- Task directions -
Set down the entries exactly as they appear, apart from the images, which stay out.

▽

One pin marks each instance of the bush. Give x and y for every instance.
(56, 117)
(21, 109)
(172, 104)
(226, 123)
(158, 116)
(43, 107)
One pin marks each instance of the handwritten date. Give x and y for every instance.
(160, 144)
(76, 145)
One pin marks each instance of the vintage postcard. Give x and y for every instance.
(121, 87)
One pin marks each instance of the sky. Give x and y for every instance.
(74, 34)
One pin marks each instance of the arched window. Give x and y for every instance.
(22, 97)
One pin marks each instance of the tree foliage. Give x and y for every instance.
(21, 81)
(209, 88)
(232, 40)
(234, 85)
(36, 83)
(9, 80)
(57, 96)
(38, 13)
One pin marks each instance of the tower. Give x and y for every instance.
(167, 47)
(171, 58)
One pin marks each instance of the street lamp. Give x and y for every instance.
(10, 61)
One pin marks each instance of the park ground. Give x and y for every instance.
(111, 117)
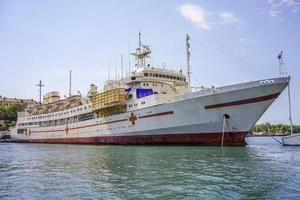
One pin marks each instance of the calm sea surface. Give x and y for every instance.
(262, 170)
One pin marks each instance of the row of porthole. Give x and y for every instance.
(57, 114)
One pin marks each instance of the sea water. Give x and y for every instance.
(261, 170)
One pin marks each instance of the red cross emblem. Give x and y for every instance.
(67, 129)
(132, 118)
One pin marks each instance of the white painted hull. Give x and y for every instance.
(194, 119)
(291, 140)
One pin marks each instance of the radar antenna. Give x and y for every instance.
(40, 85)
(142, 52)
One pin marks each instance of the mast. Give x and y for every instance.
(282, 68)
(121, 66)
(40, 85)
(70, 83)
(188, 55)
(282, 73)
(290, 108)
(142, 52)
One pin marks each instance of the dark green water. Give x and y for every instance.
(261, 170)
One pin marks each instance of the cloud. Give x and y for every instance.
(229, 18)
(276, 6)
(196, 15)
(242, 39)
(205, 19)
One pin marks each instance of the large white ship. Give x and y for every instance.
(150, 106)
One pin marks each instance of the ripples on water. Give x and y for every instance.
(262, 170)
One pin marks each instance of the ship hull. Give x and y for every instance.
(209, 139)
(196, 119)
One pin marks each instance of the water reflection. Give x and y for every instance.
(140, 172)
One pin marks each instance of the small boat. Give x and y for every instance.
(291, 140)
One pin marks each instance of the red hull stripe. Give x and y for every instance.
(244, 101)
(157, 114)
(236, 138)
(98, 124)
(121, 120)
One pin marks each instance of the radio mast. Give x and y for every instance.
(70, 84)
(188, 55)
(40, 85)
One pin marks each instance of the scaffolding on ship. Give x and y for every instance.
(110, 102)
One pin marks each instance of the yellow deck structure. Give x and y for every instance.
(109, 102)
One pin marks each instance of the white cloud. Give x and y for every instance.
(242, 39)
(276, 6)
(196, 15)
(205, 19)
(229, 18)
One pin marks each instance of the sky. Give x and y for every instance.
(231, 42)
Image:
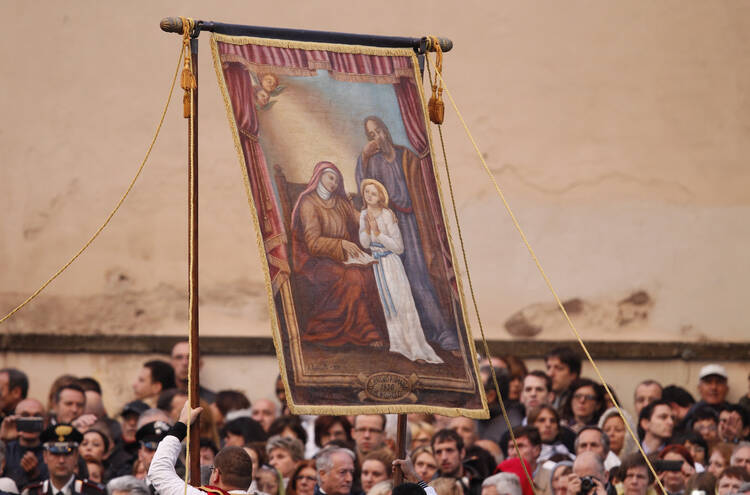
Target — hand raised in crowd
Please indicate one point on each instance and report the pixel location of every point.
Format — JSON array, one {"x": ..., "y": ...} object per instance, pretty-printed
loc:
[
  {"x": 410, "y": 474},
  {"x": 188, "y": 412}
]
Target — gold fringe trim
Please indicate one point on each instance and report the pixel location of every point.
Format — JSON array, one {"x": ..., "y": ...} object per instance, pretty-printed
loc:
[{"x": 283, "y": 285}]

△

- Solution to the exercise -
One pin marks each instance of the bush. Give x and y for every instance.
(56, 117)
(21, 109)
(172, 104)
(226, 123)
(158, 116)
(43, 107)
One pin marks each instance of the handwritten date. Give x and y for every instance.
(160, 144)
(76, 145)
One pin marks each instance of the vintage postcard. Give x and y for every instance.
(121, 87)
One pin marks each instance of the sky. Give x and y for every instance.
(74, 34)
One pin marks each instance of the arched window. Give x and y for every instance.
(22, 97)
One pin marks each instance of the tree foliage. Give x and y for every instance.
(21, 81)
(209, 88)
(232, 40)
(234, 85)
(36, 83)
(9, 80)
(57, 96)
(38, 13)
One pin marks each instance of the tower. Give x and y for every instance.
(167, 47)
(171, 58)
One pin marks each instance of the street lamp. Give x and y for every instance.
(10, 61)
One pin marks each instance of the park ground. Give x and y for every instance.
(111, 117)
One pin marks each instance of the calm sea surface. Give x and y for every instance.
(262, 170)
One pin marks each instance of the row of porthole. Give x and y for every instance.
(57, 114)
One pin marks each instance of the sea water. Give x and y for every instance.
(261, 170)
One pin marks each instance of the red cross emblem. Give x and y for every instance.
(67, 129)
(132, 118)
One pin marks each instance of the white painted hull. Give x and y for every instance.
(194, 119)
(291, 140)
One pin marks each instance of the radar antenna. Give x and y for every instance.
(40, 85)
(142, 52)
One pin marks each instance of the mast. Give x and y for every instance.
(282, 68)
(121, 66)
(40, 85)
(70, 83)
(188, 55)
(282, 73)
(290, 108)
(142, 52)
One pin marks each instance of the dark green water. Give x and y for every instance.
(261, 170)
One pin marks each instance of the cloud. Give x and y for every instance.
(229, 18)
(276, 6)
(196, 15)
(242, 39)
(205, 19)
One pin marks each instance of the large white ship. Give x and y for every instance.
(150, 106)
One pin marks each instance of the ripples on water. Give x and y for every instance.
(262, 170)
One pin marks each instance of the ship hull. Give x and y for every instance.
(209, 139)
(196, 119)
One pin marks each instance of the water reflection. Give x and y for every instance.
(140, 172)
One pin marks each instance of the small boat. Give x and y for every instance.
(291, 140)
One pin marks each instance of the red hull stripe. Give x and y for every instance.
(244, 101)
(157, 114)
(236, 138)
(98, 124)
(121, 120)
One pin marks each instance of the radio mast. Give x and y for every instance.
(70, 84)
(188, 55)
(40, 85)
One pin marks each instance of the scaffolding on ship. Give x and y for every instance.
(110, 102)
One pin marks each instance of the yellow deck structure. Give x and y for every instance.
(109, 102)
One pin marks each instance of the white cloud. Give x and y for every instance.
(242, 39)
(276, 6)
(196, 15)
(205, 19)
(229, 18)
One pin marks each instance of the sky. Give x and y for every instance.
(231, 42)
Image:
Target — hand raised in crowd
Please indicate one point on each instance and report the pixel location of every point.
Format — JSON array, one {"x": ..., "y": ...} object per instance, pretty-printed
loc:
[
  {"x": 410, "y": 474},
  {"x": 188, "y": 412}
]
Target — gold fringe trim
Please indicate one point on each instance and report the pixel location of every point.
Format — JSON array, one {"x": ..., "y": ...} object per instance, pretty-printed
loc:
[{"x": 283, "y": 285}]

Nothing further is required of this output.